(Supplied records):
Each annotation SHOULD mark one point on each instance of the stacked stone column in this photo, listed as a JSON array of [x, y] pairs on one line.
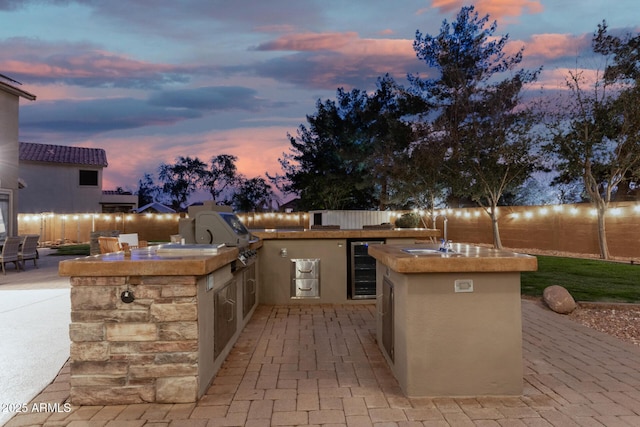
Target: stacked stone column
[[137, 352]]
--
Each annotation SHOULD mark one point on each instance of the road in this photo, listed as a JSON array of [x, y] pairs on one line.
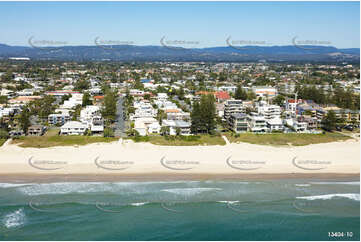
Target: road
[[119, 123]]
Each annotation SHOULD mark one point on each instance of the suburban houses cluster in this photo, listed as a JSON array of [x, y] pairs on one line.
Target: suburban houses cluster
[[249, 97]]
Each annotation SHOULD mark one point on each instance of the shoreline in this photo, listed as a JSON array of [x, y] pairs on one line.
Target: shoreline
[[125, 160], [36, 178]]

(Your goal):
Among the lines above, find those with the word "this" and list them.

(Answer below):
Each annotation SHOULD mark one point on each instance of the stacked stone column in this photo, listed as a JSON array of [x, y] pairs on one line.
Each annotation SHOULD mark one point on each instance of the road in this photo, listed as a JSON array of [x, y] pairs on one line.
Each annotation SHOULD mark one point on each instance of the suburban houses cluster in this photo, listed as a JSON array of [x, y] pairs on one line.
Each annotation SHOULD mark one point on each instance of the shoreline in this photo, listed as a JSON array of [x, y] pairs on one line.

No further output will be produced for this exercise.